#### What you will do:
The response should contain only the line with "Query: west ham club crest" and every line after it to the end of the listing below, duplicated exactly; no picture belongs in it.

#### Given records:

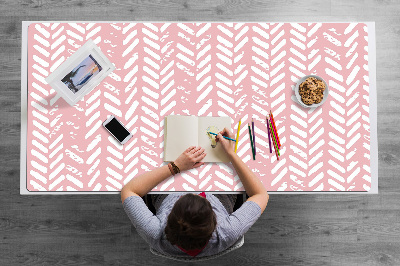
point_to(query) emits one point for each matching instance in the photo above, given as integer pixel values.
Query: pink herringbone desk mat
(241, 70)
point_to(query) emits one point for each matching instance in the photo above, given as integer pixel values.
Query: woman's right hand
(227, 145)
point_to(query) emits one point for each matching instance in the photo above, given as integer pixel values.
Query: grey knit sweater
(229, 227)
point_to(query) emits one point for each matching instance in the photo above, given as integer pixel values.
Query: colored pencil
(254, 137)
(275, 143)
(237, 135)
(222, 136)
(269, 136)
(276, 131)
(251, 142)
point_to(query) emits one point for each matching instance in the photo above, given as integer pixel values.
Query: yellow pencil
(237, 135)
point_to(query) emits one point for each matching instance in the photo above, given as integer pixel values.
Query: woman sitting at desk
(188, 224)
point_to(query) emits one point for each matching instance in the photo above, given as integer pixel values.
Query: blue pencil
(223, 136)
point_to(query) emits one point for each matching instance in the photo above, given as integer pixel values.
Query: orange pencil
(274, 142)
(276, 131)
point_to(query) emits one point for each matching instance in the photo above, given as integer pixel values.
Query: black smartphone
(117, 129)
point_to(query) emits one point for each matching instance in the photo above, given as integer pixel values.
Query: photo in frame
(80, 73)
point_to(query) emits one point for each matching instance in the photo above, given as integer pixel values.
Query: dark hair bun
(191, 222)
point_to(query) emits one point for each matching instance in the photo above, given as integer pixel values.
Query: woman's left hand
(190, 158)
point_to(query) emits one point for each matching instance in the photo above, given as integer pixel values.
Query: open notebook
(181, 132)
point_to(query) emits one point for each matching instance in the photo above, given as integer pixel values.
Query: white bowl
(314, 105)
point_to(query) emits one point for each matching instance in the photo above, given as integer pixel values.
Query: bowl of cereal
(311, 91)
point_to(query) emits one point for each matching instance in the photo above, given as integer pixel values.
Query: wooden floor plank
(294, 230)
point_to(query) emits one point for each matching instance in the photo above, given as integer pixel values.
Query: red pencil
(276, 131)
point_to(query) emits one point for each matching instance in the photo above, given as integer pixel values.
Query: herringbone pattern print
(241, 70)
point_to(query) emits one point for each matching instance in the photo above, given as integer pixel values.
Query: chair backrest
(237, 245)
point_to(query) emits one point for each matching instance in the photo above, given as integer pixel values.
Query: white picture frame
(80, 73)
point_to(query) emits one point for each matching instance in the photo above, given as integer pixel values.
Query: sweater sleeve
(146, 223)
(239, 222)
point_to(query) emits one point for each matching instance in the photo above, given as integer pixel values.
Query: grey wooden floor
(299, 229)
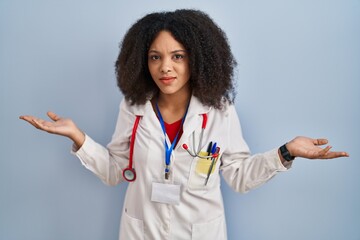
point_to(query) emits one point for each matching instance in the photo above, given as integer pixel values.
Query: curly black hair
(210, 58)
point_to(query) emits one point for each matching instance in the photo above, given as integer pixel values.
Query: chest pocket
(204, 172)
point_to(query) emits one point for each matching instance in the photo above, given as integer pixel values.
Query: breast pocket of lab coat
(204, 172)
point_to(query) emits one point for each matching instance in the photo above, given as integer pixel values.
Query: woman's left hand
(309, 148)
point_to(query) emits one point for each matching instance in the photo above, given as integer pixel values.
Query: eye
(178, 57)
(154, 57)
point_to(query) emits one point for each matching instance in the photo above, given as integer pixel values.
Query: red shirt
(172, 129)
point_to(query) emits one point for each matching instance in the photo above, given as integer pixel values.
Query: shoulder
(133, 109)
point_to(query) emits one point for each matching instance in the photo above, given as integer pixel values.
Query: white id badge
(165, 193)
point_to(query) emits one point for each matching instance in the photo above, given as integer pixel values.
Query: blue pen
(209, 149)
(213, 151)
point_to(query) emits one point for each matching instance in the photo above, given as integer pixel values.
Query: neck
(174, 101)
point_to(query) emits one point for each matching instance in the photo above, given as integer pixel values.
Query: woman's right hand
(60, 126)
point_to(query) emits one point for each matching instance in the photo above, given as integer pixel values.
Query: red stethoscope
(129, 173)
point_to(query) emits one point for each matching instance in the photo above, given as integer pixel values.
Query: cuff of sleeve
(282, 166)
(86, 152)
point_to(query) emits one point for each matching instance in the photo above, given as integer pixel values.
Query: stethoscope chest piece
(129, 174)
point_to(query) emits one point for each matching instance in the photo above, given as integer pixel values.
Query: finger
(324, 151)
(28, 119)
(320, 141)
(331, 155)
(53, 116)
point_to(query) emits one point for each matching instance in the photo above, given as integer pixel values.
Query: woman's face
(168, 64)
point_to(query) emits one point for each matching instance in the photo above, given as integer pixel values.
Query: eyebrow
(175, 51)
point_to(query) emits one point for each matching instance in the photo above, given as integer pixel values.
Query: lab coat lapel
(193, 119)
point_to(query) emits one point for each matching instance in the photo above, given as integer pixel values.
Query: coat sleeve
(240, 170)
(108, 162)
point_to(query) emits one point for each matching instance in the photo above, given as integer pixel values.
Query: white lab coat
(200, 212)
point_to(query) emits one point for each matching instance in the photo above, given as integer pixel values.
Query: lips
(167, 80)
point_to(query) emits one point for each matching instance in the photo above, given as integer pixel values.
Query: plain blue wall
(298, 74)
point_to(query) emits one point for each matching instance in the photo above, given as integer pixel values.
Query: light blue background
(298, 74)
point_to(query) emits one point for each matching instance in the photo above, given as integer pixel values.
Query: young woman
(177, 131)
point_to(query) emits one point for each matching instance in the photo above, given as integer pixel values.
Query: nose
(165, 66)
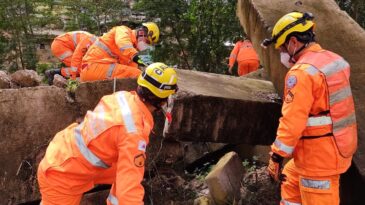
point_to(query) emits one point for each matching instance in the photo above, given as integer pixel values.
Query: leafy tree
(194, 32)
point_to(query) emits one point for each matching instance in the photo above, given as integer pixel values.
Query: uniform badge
(291, 81)
(139, 160)
(289, 97)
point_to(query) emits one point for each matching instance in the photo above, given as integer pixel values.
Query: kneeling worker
(109, 146)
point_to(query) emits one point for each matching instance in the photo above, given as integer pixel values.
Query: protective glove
(275, 167)
(137, 59)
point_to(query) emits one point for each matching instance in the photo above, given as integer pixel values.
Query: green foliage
(194, 32)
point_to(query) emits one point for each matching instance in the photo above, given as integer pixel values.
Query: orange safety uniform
(318, 128)
(108, 147)
(63, 47)
(246, 57)
(80, 51)
(111, 56)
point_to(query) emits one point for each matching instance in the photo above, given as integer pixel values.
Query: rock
(219, 108)
(26, 78)
(59, 81)
(258, 17)
(4, 80)
(224, 180)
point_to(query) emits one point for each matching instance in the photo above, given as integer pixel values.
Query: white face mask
(284, 59)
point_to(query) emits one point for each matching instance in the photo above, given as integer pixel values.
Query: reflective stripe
(74, 39)
(125, 47)
(110, 71)
(113, 200)
(344, 122)
(65, 55)
(316, 184)
(340, 95)
(285, 202)
(318, 121)
(73, 68)
(126, 113)
(283, 147)
(105, 48)
(86, 152)
(311, 70)
(334, 67)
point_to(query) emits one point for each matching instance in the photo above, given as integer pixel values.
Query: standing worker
(64, 47)
(109, 146)
(115, 54)
(318, 124)
(246, 56)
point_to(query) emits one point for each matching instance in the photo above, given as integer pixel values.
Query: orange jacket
(116, 46)
(243, 50)
(309, 110)
(115, 134)
(64, 45)
(79, 53)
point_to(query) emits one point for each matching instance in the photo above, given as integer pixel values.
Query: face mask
(141, 46)
(285, 59)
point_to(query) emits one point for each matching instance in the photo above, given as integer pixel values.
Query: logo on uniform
(291, 81)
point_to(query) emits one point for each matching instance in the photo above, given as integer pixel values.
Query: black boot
(51, 73)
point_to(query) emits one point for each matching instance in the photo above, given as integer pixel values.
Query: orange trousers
(308, 190)
(53, 195)
(100, 71)
(247, 66)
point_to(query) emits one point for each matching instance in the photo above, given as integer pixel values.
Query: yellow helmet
(289, 23)
(160, 79)
(153, 32)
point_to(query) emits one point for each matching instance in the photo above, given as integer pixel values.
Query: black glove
(139, 61)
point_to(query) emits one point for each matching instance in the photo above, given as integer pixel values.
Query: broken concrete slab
(220, 108)
(258, 17)
(26, 78)
(224, 181)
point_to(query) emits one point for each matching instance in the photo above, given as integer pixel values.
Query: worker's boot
(51, 73)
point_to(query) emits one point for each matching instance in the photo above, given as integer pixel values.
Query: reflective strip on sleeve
(340, 95)
(105, 48)
(285, 202)
(110, 71)
(74, 39)
(112, 199)
(73, 68)
(125, 47)
(344, 122)
(65, 55)
(126, 113)
(334, 67)
(311, 70)
(86, 152)
(318, 121)
(316, 184)
(283, 147)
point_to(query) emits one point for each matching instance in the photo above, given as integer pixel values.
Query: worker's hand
(137, 59)
(275, 167)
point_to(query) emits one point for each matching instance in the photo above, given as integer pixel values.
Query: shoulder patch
(139, 160)
(142, 145)
(291, 81)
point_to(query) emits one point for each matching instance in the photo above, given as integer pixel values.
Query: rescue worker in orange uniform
(109, 146)
(115, 54)
(68, 47)
(318, 125)
(246, 57)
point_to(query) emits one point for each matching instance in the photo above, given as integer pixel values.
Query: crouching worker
(109, 146)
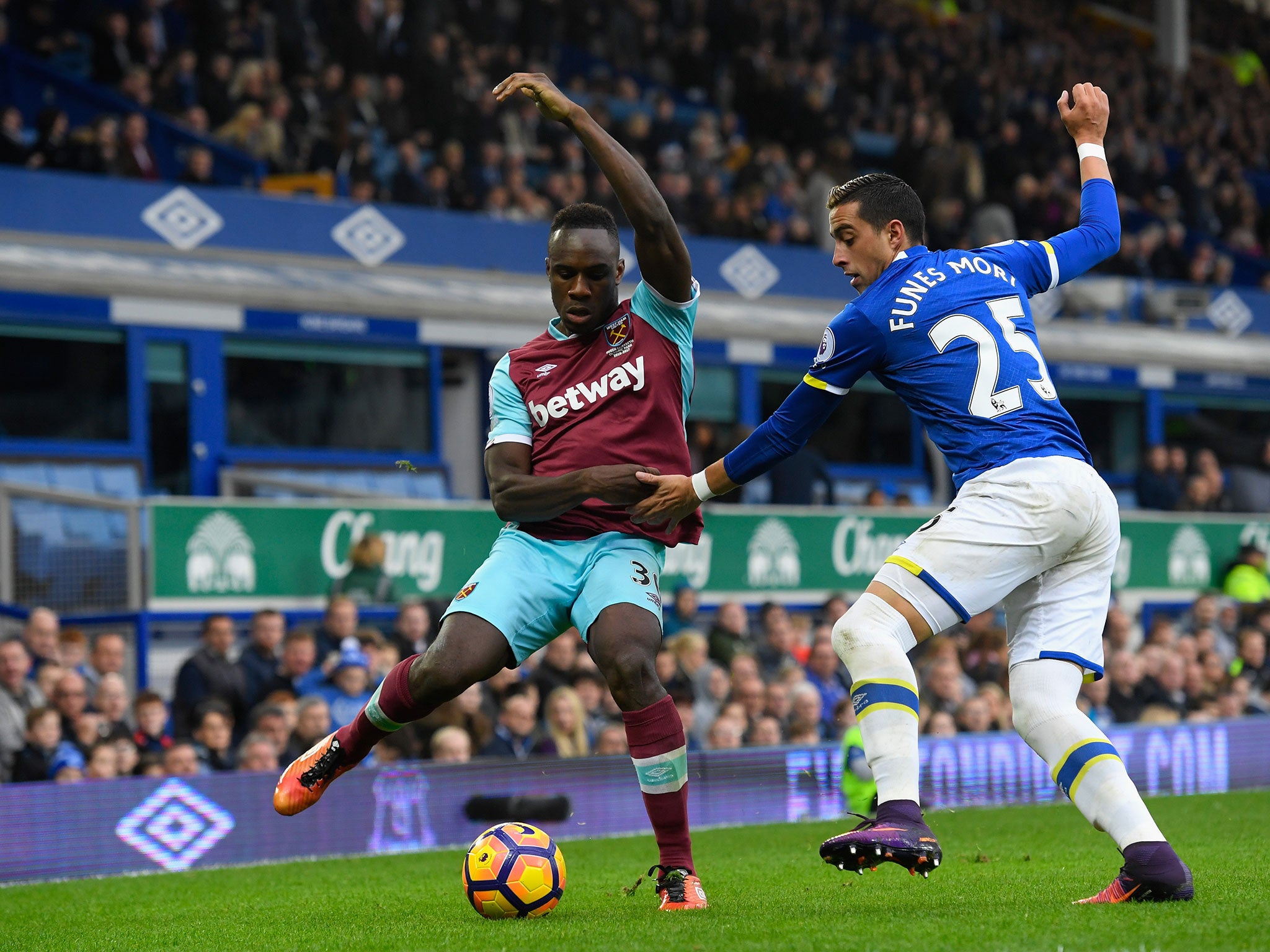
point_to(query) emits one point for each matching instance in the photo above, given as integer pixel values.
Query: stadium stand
(738, 679)
(746, 113)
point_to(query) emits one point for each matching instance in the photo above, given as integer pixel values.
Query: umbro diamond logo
(368, 236)
(750, 272)
(175, 826)
(182, 219)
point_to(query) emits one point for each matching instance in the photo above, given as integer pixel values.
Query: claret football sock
(1080, 757)
(659, 753)
(389, 710)
(873, 641)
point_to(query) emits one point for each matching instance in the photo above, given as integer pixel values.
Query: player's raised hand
(538, 87)
(1086, 116)
(672, 500)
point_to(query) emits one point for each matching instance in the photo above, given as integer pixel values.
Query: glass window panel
(327, 397)
(63, 384)
(1112, 427)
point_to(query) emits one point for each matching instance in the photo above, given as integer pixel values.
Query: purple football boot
(898, 835)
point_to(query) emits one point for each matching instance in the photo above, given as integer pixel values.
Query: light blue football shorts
(533, 589)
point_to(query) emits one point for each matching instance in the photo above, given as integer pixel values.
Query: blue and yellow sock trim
(883, 695)
(910, 565)
(1077, 760)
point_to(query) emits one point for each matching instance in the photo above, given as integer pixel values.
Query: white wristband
(1091, 150)
(701, 488)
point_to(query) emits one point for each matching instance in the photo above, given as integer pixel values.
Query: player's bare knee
(633, 679)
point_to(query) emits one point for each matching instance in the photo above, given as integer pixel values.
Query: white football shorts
(1038, 534)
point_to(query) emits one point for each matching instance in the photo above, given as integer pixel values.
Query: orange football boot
(678, 889)
(304, 782)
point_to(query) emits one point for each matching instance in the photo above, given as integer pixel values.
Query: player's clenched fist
(550, 100)
(1086, 117)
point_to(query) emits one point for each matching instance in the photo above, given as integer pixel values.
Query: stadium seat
(27, 474)
(117, 482)
(74, 479)
(429, 485)
(40, 519)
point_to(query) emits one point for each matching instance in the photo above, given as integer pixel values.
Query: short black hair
(586, 215)
(883, 198)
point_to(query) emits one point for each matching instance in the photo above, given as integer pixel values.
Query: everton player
(1033, 522)
(574, 415)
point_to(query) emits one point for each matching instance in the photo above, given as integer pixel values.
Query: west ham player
(1033, 523)
(574, 415)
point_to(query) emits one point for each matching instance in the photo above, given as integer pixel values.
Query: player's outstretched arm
(520, 496)
(664, 258)
(1098, 236)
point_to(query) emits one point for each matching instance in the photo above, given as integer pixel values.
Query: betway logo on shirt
(580, 395)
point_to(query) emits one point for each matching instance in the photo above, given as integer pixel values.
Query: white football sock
(871, 639)
(1080, 756)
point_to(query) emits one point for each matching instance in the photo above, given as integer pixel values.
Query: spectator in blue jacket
(208, 673)
(349, 690)
(259, 659)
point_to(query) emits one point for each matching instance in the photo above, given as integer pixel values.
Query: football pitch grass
(1006, 883)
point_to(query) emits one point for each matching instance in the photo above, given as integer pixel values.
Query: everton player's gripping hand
(550, 100)
(620, 485)
(672, 499)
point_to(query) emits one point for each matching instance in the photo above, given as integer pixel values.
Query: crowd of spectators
(737, 679)
(1171, 479)
(746, 113)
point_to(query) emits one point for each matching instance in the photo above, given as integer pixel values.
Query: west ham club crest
(620, 335)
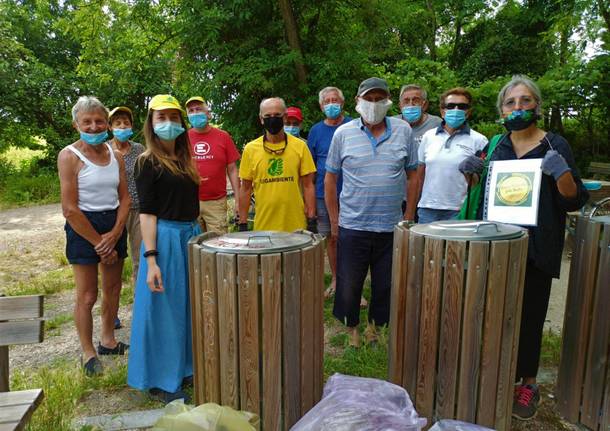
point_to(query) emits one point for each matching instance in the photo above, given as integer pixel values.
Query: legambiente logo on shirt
(275, 169)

#### Output of the exercise:
Query: west ham club crest
(620, 335)
point_to(query) emits one point for each matching instance in the photo above, given as integer pixel values.
Query: legambiente logo on shirt
(275, 169)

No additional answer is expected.